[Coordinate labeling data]

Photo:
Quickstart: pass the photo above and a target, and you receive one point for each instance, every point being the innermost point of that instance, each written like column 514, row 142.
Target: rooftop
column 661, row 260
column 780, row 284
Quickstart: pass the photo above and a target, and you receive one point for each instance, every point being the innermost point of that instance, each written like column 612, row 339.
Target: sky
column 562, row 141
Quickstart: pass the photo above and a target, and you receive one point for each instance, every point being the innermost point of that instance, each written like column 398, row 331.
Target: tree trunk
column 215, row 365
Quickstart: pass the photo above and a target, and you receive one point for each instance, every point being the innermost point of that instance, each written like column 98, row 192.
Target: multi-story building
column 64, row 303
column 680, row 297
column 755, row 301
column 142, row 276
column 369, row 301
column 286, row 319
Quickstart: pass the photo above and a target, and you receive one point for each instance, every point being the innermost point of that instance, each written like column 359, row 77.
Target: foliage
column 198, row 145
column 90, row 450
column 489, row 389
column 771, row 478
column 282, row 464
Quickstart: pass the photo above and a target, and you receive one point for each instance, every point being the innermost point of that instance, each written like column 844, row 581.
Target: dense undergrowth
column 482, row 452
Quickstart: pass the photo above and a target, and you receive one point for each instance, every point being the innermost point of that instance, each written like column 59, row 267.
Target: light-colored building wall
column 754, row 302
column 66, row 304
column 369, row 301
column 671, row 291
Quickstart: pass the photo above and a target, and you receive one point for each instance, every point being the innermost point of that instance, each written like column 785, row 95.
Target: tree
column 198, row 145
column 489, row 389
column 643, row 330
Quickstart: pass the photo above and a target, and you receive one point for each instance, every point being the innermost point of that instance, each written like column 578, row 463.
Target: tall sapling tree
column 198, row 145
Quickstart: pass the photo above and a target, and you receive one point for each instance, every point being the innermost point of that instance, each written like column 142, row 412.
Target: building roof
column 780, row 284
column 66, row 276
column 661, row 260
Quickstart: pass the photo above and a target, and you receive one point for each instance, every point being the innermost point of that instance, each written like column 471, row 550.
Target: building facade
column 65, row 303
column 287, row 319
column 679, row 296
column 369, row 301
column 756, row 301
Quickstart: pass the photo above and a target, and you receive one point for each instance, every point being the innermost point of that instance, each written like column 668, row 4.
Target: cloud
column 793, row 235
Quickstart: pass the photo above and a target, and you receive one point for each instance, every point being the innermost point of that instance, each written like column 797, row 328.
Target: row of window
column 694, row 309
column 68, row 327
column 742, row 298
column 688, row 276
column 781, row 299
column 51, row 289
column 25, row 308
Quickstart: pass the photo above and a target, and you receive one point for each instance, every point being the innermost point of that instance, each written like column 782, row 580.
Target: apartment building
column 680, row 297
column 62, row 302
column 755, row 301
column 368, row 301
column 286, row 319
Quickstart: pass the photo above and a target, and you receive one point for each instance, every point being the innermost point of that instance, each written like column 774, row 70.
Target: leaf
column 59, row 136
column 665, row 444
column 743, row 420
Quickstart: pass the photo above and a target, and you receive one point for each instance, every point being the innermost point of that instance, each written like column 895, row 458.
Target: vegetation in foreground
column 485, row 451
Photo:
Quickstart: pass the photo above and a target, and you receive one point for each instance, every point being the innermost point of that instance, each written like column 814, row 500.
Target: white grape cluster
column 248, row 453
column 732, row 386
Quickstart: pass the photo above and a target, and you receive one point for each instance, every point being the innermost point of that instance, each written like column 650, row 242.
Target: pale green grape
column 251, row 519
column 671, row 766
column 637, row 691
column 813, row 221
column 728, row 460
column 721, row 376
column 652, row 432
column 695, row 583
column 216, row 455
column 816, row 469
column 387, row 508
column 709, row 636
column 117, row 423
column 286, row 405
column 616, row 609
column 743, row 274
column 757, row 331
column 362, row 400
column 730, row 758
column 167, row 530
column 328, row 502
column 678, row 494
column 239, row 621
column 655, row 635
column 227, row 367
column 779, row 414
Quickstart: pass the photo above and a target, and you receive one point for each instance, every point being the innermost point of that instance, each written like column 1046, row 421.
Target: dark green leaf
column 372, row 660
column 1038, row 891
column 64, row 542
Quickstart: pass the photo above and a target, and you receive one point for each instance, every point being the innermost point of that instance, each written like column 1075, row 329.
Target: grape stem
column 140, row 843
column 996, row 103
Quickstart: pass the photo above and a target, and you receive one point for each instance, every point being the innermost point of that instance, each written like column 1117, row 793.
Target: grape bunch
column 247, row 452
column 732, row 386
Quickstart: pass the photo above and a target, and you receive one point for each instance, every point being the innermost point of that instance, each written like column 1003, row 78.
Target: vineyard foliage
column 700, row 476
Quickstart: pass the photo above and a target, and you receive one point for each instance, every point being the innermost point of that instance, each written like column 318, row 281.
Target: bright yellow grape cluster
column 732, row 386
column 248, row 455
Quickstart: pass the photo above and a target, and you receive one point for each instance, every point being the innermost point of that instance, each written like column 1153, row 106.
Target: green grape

- _What is needed_:
Reproduce all of the material above verbatim, line for line.

- _Full answer_:
Photo:
Quickstart: pass the photo above and a target, and you receive one point for each instance, every point being the innermost point of that instance, each written like column 514, row 142.
Target: rooftop
column 661, row 260
column 780, row 284
Quickstart: pass the photo above and a target, and you receive one point for each instance, every point being the innermost point of that instance, each written like column 612, row 339.
Target: sky
column 562, row 141
Quickstart: pass the photo above and a target, and you receive one point for each instance, every point being the innermost point of that instance, each written like column 398, row 331.
Target: tree trunk
column 215, row 365
Quickstart: pass the photo above and a target, and you receive one point for each instance, every point being the innermost point of that instance, each written like column 98, row 192.
Target: multi-story building
column 64, row 303
column 680, row 297
column 755, row 301
column 142, row 276
column 369, row 301
column 286, row 319
Quickstart: pass the photo above and a target, and you receive one point for each instance, every point being the innermost point of that instance, each written like column 359, row 77.
Target: foliage
column 198, row 145
column 90, row 450
column 489, row 389
column 771, row 478
column 282, row 464
Quickstart: pass the photo above and a target, and you receive one point for each instance, every point being the innermost point of that instance, each written like column 844, row 581.
Target: dense undergrowth
column 482, row 452
Quickstart: pass the photo above and a target, and you receive one point for each instance, every point being the innermost point of that instance, each written like column 59, row 267.
Target: light-colored building wall
column 754, row 302
column 66, row 304
column 369, row 301
column 671, row 291
Quickstart: pass the photo above and a target, and you receive one point for each instance, every point being the innermost point of that instance, each written like column 785, row 95.
Target: tree
column 198, row 145
column 489, row 389
column 643, row 330
Quickstart: pass the photo above and a target, and you receive one point for each instance, every point being the innermost point of that instance, each written like column 578, row 463.
Target: tall sapling tree
column 198, row 145
Quickstart: pass the photo above and a target, and you receive one point for each instance, every point being the innermost point of that instance, each written like column 142, row 412.
Target: building roof
column 780, row 284
column 66, row 276
column 661, row 260
Quickstart: pass the photo above and a target, and you receive one point for each instance, every point being the innermost point of that instance, each written like column 471, row 550.
Target: building facade
column 65, row 303
column 287, row 319
column 679, row 296
column 369, row 301
column 756, row 301
Quickstart: pass the photo above and a target, and you receive one point for each instance, every point being the innermost point of that instance, each written like column 668, row 4.
Target: cloud
column 793, row 235
Quickstart: pass the photo above and a target, and you receive one point for each instance, every point being the innermost point of that instance, each written like column 797, row 328.
Target: row of window
column 694, row 309
column 68, row 327
column 742, row 298
column 688, row 276
column 781, row 299
column 51, row 289
column 25, row 308
Quickstart: pass the photo above and a target, and you receive one point for each instance, every point being the innermost point of that instance, each written like column 782, row 580.
Target: apartment building
column 680, row 297
column 62, row 302
column 755, row 301
column 368, row 301
column 286, row 319
Quickstart: pass the photo above and a target, and you receive one point for each instance, every point being the innermost point of that instance, each written like column 774, row 70.
Target: leaf
column 59, row 136
column 665, row 444
column 743, row 420
Quickstart: pass the photo above and a target, and you receive one point for each instance, every point being the innermost point of that instance, each written like column 895, row 458.
Target: vegetation in foreground
column 485, row 451
Photo:
Quickstart: pass the photo above and a target, and you receive one point for each instance, every point being the innermost point of that instance, each written like column 814, row 500.
Target: white grape cluster
column 248, row 453
column 732, row 386
Quickstart: pass the photo above and a target, and you receive one point for each instance, every point being the innermost point of that instance, each written like column 650, row 242.
Target: pale green grape
column 251, row 519
column 671, row 766
column 637, row 691
column 813, row 221
column 728, row 460
column 721, row 376
column 652, row 432
column 695, row 583
column 216, row 455
column 816, row 469
column 387, row 508
column 709, row 636
column 117, row 423
column 286, row 405
column 616, row 609
column 743, row 274
column 757, row 331
column 362, row 400
column 730, row 758
column 167, row 530
column 328, row 502
column 678, row 494
column 239, row 621
column 655, row 635
column 227, row 367
column 779, row 414
Quickstart: pass the photo above and a target, and you receive one point for each instance, every point being the innermost point of that instance, each written like column 1046, row 421.
Target: dark green leaf
column 372, row 660
column 1038, row 891
column 64, row 542
Quickstart: pass the photo above and a target, and you receive one point for each instance, every point being the innermost point of that instance, each written like column 1075, row 329.
Target: grape stem
column 140, row 843
column 996, row 103
Quickstart: pass the photo above and a target, and you receive one point for each instance, every point being the innermost point of that instance, each written like column 1117, row 793.
Target: grape bunch
column 247, row 452
column 732, row 386
Quickstart: pass the photo above and a target, and you receive one point for each instance, every point being the innermost point of that instance, each written like column 1003, row 78.
Target: vineyard foliage
column 700, row 476
Quickstart: pass the photo above and a target, and you receive one point for each instance, every point being the innermost point of that instance, each written like column 318, row 281.
Target: bright yellow grape cluster
column 732, row 386
column 248, row 455
Quickstart: pass the photo above and a target, and you receive one point for each instance, every point being the innermost point of that instance, each written like column 1153, row 106.
Target: green grape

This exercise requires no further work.